**AIM OF THE EXERCISE:** Write out all of the data below again, replacing every "photo" with "image" and keeping everything else the same. Omit the pictures from your answer.

**EXERCISE INPUTS:**
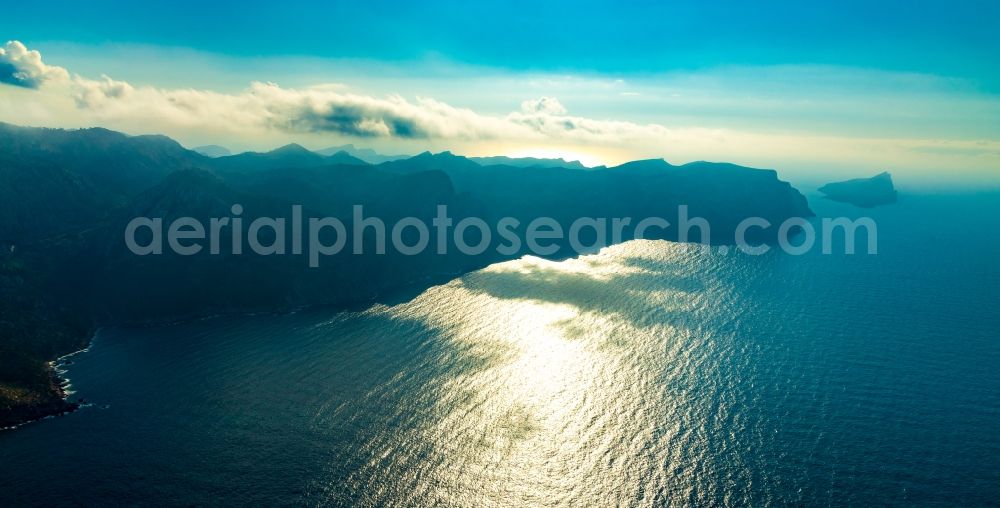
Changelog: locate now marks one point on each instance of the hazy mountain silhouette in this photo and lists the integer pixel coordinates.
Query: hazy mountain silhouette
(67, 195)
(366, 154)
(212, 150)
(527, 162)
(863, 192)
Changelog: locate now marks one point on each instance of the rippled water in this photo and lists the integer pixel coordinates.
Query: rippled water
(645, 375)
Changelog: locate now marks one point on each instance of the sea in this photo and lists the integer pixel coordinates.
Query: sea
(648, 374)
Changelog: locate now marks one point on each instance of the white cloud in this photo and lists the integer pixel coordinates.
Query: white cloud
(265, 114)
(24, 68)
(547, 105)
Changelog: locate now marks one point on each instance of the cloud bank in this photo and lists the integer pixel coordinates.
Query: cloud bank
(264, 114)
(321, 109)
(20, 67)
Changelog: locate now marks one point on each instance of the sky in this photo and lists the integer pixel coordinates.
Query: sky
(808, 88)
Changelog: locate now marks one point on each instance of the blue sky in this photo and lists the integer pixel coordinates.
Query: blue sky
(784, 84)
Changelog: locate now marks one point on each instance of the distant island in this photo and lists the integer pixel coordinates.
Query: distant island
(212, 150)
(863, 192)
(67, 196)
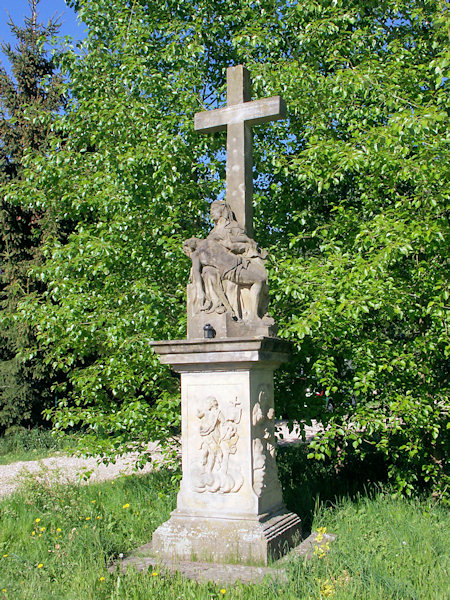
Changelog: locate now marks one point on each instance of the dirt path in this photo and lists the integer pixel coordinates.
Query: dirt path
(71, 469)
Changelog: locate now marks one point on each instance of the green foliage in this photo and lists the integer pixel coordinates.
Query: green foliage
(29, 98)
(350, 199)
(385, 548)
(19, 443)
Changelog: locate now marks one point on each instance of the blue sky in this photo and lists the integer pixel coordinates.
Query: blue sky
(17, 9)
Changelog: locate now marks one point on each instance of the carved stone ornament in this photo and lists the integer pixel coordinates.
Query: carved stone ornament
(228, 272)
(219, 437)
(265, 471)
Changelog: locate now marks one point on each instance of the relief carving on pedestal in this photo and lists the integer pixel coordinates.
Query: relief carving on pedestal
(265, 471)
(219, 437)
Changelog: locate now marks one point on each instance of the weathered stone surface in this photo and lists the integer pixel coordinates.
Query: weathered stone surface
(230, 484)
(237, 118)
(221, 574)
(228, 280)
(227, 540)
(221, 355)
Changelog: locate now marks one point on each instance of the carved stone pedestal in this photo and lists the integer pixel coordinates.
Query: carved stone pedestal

**SOLUTION BELOW:**
Changelog: locate now marks one point on each instance of the hazy mountain silhouette in this image and lists the integer pixel coordinates.
Query: hazy mountain silhouette
(67, 195)
(366, 154)
(212, 150)
(527, 162)
(863, 192)
Changelog: locate now marks one point on each instance of the rippled water in this image and lists the integer pixel coordinates.
Query: rippled water
(645, 375)
Changelog: locate now marks one point on each instance of the sea in this image and lists the integer pixel coordinates.
Query: sea
(648, 374)
Changelog: locate now marks one point on each instance of the white cloud in this image and lists the integer pixel coordinates.
Query: white cloud
(265, 114)
(24, 68)
(547, 105)
Changelog: locate now marks one point on each instance of the cloud bank in this image and lists the integer pixel coordinates.
Query: cloud bank
(264, 114)
(321, 109)
(20, 67)
Changelog: locate now marks one point on each instance of the sky in this image and lists the integer pixel coordinates.
Query: sky
(808, 88)
Changelog: locate now marks one point on each instance of the blue sky in this image and lists the integer pixel coordinates.
Query: blue sky
(784, 84)
Changelog: locate now marks one point on each instance of the distant island in this image and lists the integer pixel coordinates.
Query: distant island
(212, 150)
(863, 192)
(67, 196)
Changelog: locate now marks one point on each instance of the dirt path in this image and lists the integer pixel coordinates.
Query: dirt path
(71, 469)
Changelog: locate now marks one point on each instance of the green foliage in this image and lists the integer pixel coordinates.
Query: green foliage
(29, 98)
(350, 199)
(385, 548)
(19, 443)
Changelog: locate now marks one point on each instance of the blue sky in this image and lists the integer pixel coordinates.
Query: blue sky
(17, 9)
Changelog: locate now marks one point on each instance of the carved stone ornament in this image and lists the integer pixel coordinates.
Query: carved stone ornament
(228, 272)
(219, 437)
(265, 471)
Changelog: locate now marks one point on each instance of the relief carving on pedestal in this image and lists the integer pixel coordinates.
Query: relief carving on pedestal
(265, 471)
(219, 437)
Changelog: locate now marks one point on each instance of the weathered stone surface in this image and lists the integer pixel coordinates.
Query: weathered stone surface
(230, 484)
(237, 118)
(221, 574)
(228, 280)
(227, 540)
(221, 355)
Changelog: locate now marks one point on each instance of the carved stone pedestal in this image and lists the integer pixel coordinates.
Query: carved stone pedestal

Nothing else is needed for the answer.